Data for the task START

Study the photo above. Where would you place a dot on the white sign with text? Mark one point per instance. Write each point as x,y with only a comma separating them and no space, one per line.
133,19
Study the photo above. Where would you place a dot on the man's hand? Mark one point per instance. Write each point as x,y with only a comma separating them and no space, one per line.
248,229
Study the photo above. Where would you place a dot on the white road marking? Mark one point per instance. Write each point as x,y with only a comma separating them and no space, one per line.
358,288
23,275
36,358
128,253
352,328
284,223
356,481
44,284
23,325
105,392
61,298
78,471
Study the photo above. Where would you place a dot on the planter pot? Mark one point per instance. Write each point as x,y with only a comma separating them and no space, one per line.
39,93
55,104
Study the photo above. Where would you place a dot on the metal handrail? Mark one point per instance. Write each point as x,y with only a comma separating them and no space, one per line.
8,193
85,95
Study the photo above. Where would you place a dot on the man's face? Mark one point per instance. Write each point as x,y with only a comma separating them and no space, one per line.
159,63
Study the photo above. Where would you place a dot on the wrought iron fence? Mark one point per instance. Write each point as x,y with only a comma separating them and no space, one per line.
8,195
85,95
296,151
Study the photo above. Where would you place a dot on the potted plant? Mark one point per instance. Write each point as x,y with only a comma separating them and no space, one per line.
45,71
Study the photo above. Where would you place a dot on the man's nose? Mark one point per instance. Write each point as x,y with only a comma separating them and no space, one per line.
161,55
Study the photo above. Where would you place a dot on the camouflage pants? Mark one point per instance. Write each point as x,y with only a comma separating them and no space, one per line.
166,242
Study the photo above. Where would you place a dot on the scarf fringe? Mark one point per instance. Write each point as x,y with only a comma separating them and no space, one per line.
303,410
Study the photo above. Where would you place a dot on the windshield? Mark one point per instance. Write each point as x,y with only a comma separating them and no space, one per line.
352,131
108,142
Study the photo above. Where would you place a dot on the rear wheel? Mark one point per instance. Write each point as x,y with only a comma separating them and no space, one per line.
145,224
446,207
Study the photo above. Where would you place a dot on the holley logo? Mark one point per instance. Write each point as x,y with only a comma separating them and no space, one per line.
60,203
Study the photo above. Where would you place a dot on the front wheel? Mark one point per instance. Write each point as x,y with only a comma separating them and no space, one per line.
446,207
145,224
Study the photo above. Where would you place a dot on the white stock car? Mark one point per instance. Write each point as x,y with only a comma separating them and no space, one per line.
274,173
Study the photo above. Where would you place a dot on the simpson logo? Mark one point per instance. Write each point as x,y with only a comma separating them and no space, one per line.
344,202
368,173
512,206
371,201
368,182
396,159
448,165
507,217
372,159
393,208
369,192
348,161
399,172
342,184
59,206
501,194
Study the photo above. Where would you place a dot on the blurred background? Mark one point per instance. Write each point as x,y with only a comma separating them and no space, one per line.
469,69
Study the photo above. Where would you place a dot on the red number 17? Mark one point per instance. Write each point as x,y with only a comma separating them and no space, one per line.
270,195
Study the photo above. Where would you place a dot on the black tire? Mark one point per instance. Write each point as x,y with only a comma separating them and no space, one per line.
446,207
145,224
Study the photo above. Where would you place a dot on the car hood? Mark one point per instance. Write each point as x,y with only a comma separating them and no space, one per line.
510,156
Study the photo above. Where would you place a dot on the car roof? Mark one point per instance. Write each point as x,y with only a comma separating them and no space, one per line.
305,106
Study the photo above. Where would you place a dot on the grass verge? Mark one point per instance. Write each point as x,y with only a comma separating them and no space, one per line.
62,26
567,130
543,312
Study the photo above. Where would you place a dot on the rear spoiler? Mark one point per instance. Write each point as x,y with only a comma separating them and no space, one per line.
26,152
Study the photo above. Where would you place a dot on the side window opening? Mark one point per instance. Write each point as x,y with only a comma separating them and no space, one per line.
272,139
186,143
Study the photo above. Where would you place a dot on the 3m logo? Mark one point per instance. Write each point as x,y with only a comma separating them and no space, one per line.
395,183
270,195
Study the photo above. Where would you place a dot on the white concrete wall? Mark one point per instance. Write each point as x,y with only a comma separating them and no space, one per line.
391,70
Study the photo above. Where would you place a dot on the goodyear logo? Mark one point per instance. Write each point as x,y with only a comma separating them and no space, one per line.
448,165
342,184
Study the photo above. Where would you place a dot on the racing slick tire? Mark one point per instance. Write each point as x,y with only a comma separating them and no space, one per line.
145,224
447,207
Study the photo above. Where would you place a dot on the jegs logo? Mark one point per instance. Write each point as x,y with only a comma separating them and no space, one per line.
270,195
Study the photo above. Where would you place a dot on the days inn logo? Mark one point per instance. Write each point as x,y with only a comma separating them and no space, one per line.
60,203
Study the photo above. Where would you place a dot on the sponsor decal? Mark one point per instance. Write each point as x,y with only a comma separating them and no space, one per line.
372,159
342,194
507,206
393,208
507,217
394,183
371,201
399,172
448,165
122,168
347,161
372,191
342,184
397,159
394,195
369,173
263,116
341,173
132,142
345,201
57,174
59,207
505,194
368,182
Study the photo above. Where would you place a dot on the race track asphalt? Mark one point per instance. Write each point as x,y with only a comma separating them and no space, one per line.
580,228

Data for the task END

**What the task requires:** Set all of the records down again, exactly as they stand.

**Exercise answer:**
Study the photo above. Where would you place a dot on the white sign with text? Mark one point per instance. Write each point as x,y with only a comma separating them and no space, one per line.
133,19
Study the photo above. Where would you place a dot on the man's hand? Mark one point per instance. Write each point as x,y with only a comma separating them and no space, one per line.
248,229
Study the photo above. Where would you place a dot on the white road marking? Mark one point per instance. Write each point as x,y with only a comma separating them and no space, one per line.
358,288
23,275
36,358
128,253
352,328
284,223
356,481
44,284
23,325
105,392
61,298
78,471
Study the photo above. Where would you place a dot on the planter pot? Mark one point per instance. Write each point as x,y with only a comma separating them and no space, one per line.
39,93
55,104
Study the photo above. Where would you place a dot on the metal handrail? Mark one point per instance. Write each point as x,y with only a comma separating them and no space, one per line.
8,193
85,95
Study the photo above. Where would you place a dot on the man's face? Mark one point per instance. Write each point as x,y with only a comma separating them and no space, one per line.
159,63
Study the photo above. Where would you place a dot on the wrought iron fence? Mark one point per instance. Write each point as x,y with only a comma separating them and no space, one per line.
8,195
85,95
296,151
Study the photo above. Where would you place a dot on the potted plant? Mark one point per instance. Write each point as x,y with only a comma separating them and no space, one per line.
45,71
Study the photo above. Where would you place a dot on the man's nose? Mark one point per instance. Write each point as x,y with only a comma separating them and no space, one per line.
161,55
Study the photo above. Where would you place a dot on the camouflage pants? Mark one point per instance. Write each point as x,y with only a comma separating them and no space, one per line.
166,242
Study the photo above. Where would you place a dot on the scarf fringe? Mark one point per instance. Write each point as x,y with only a comma separating them and no space, one per line.
303,410
Study the photo above. Where would you place a dot on the windshield? Mark one point per instance. Write each point as x,y with only a comma separating them and no space, one per line.
352,131
108,142
Study the photo above. Where would you place a dot on the rear wheel? Mark one point per instance. Write each point as x,y with only a comma separating them and no space, one per line.
145,224
446,207
Study the photo above. Where would you place a dot on the holley logo? Mark one point per instance. Write each point as x,y with only a comma separating them and no space, one per line.
60,203
Study the photo above. Where would you place a dot on the front wheel? Mark one point per instance. Write each point as x,y with only a comma separating them and no space, one per line.
446,207
145,224
Study the photo above. Where would you place a dot on the white stock car? Mark one point per instance. Write each point as x,y with only a comma separating them and no space, one per line.
274,173
Study the photo above. Where would you place a dot on the simpson logo? Mark one point per instance. Write each point as x,y with only a comma separating them and no space, one per line.
344,202
368,173
512,206
371,201
368,182
396,159
448,165
507,217
372,159
393,208
369,192
348,161
399,172
342,184
59,206
501,194
Study the photo above. Where would you place a dot on the blurred background? Mark one point per instance. Write each point as x,y with only a comma separating them and no space, one per line.
469,69
Study the photo above. Where would you place a dot on the red number 17? Mark one point per instance. Write each point as x,y with only a comma separating them and no space, one per line.
270,195
Study the photo above. Where would you place a dot on the black tire? Mark one point per instance. Write each point as x,y with only a comma separating them and no space, one per line.
446,207
145,224
Study the photo above. Where would you place a dot on the car hood? Mark one point per instance. Write each point as x,y with only a comma separating them and no space, one per line.
510,156
Study the photo above. Where would you place a dot on the car roof? Mark one point per instance. Write each point as x,y with only a comma separating them and no space, one per line.
305,106
Study the photo above. Where would you place a dot on the grass verge? Mark one point per instance. Write each point as x,y with only a comma separating them and no space, one per line.
62,26
567,130
543,312
Study the photo above. Where would you place a dot on the rear spoiler? Mark one point per instance. Write each point as x,y with only a comma separating them and no space, one per line.
26,152
Study the photo above. Where would you place a dot on the side window opening? Mark one point per instance. Write each point as x,y with only a comma separating them and no space, one per line.
272,139
186,143
Study the photo above. Where would you place a dot on the 3m logo? Mark one point per instance. Write each point as x,y with only a comma separating them and no space, one per line.
395,183
270,195
Study the photo above. Where would you place a dot on the white concrete wall? Mark one point per instance. Write each point as x,y with only a comma separating them and no space, one per line.
391,70
Study the photo above. Where would you place a dot on the goodyear logo? Mark one point per instance. Write each point as x,y with only a comma separating them and no space, one per line.
448,165
342,184
Study the photo above. Where would you place a dot on the racing slick tire? Mark one point per instance. Write each point as x,y with only a comma separating them and no space, one per line.
145,224
447,207
Study the photo above. Where would you place a dot on the jegs logo? Mark one point per instance. Write each point as x,y with only a comma separating them and no space, one per line.
270,195
Study the photo above. Where would you place a dot on the days inn logo? Mark one point per instance. Write each point as x,y with only a comma separating them and no space, one per line.
60,203
Study the photo above. Where would you place a dot on the sponsor decal? Mark one point per instance. Write each point as x,y with only a comma separating them and no space, one per line.
372,159
342,194
507,206
393,208
507,217
394,183
371,201
399,172
448,165
122,168
347,161
372,191
342,184
397,159
394,195
369,173
263,116
341,173
132,142
345,201
57,174
59,207
505,194
368,182
Study the photo above. Where would you place a dot on the race track asphalt? Mark one point per instance. Write each point as x,y with only a comma separating them and no space, one per line.
580,228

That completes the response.